- [MATERIAL TO PROCESS]:
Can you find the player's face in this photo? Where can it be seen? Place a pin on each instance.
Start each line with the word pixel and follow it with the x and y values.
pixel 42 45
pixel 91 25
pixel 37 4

- [EXERCISE DESCRIPTION]: Copy the material above back out, exactly as written.

- [WRITTEN REPLY]:
Can you find the player's face in this photo? Where can it be seen? Place a pin on each instance.
Start each line with the word pixel and follow it with the x and y values.
pixel 42 45
pixel 91 25
pixel 37 4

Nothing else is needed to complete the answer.